What you return should be exactly the lines from the one containing "Task: mark each instance of the green hill" down to the final line of the listing, with nothing else.
____
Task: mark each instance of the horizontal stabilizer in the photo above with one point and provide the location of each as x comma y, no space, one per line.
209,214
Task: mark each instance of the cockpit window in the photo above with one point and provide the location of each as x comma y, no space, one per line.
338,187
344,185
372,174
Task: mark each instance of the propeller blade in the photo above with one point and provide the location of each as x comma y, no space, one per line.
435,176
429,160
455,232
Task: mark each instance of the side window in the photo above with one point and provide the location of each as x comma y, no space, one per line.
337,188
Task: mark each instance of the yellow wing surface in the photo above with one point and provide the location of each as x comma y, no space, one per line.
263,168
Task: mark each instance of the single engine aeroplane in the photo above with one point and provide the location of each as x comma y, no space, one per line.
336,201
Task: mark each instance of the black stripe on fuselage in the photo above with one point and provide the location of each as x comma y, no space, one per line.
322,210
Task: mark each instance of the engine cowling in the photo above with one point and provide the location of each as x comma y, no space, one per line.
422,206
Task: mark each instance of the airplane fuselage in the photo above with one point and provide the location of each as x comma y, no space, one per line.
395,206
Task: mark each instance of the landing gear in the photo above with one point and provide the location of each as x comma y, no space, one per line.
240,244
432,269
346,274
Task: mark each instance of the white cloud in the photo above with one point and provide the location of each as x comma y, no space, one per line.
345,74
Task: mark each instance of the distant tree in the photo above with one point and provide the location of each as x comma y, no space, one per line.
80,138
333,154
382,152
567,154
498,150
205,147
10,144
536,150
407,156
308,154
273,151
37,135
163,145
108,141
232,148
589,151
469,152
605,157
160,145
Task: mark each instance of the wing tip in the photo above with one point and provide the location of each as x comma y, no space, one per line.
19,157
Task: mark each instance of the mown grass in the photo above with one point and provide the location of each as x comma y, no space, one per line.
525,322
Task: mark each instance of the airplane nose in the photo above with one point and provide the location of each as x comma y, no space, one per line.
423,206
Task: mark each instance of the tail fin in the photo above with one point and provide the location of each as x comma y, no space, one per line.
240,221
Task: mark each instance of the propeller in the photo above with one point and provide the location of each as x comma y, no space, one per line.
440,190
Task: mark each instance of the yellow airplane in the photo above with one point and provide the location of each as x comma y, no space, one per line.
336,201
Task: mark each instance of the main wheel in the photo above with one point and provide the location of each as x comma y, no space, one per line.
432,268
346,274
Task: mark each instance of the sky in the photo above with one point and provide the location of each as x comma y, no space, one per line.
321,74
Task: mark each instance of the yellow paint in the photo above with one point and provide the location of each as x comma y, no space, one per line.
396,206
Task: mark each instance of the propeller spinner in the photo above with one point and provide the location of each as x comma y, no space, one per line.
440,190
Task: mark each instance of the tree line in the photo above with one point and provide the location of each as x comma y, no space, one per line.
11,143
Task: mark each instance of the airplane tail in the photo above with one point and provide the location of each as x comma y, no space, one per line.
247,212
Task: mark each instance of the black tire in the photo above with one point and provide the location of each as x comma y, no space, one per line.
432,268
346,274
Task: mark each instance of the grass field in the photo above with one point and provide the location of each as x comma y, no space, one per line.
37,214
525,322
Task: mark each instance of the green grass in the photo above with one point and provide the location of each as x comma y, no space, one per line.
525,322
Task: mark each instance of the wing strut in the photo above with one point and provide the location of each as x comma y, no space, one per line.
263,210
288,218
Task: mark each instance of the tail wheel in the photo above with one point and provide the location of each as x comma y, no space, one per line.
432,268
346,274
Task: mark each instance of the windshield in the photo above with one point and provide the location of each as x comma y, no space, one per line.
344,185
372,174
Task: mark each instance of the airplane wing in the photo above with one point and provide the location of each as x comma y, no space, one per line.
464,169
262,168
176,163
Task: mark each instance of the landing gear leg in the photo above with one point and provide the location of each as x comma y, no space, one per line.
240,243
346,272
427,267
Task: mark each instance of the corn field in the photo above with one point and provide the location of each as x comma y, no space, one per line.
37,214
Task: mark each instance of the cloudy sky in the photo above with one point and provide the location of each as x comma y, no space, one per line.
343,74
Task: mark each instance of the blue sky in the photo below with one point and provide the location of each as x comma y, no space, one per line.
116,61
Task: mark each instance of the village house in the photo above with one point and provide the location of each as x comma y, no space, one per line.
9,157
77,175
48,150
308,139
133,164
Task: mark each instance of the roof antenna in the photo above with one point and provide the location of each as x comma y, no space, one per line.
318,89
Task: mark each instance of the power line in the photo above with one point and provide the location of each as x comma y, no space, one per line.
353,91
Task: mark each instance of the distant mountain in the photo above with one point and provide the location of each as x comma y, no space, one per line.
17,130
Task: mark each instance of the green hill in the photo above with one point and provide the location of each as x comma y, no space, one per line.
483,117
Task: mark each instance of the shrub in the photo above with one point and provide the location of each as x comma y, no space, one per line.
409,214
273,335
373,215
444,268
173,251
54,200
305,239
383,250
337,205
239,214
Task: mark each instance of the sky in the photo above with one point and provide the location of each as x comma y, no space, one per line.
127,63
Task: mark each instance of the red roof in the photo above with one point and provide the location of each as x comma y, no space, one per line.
____
**EXERCISE ANSWER**.
Task: mark each instance of the green hill in the photo above with one point and provide the location of each as x comma y, no space, one per line.
483,117
Task: mark each instance of the shrub in the photo above with one point and provide the location of each as x comma y, no space, one per line.
409,214
273,335
373,215
444,268
173,251
54,200
305,239
383,250
337,205
239,214
Task: mark each instance of the sky in the photo above with one point and provide the location of each as x comma y, no space, one per line.
127,63
Task: mark each instance of the red roof in the photo above with one point and provide the location of each as x comma y, no space, one per line.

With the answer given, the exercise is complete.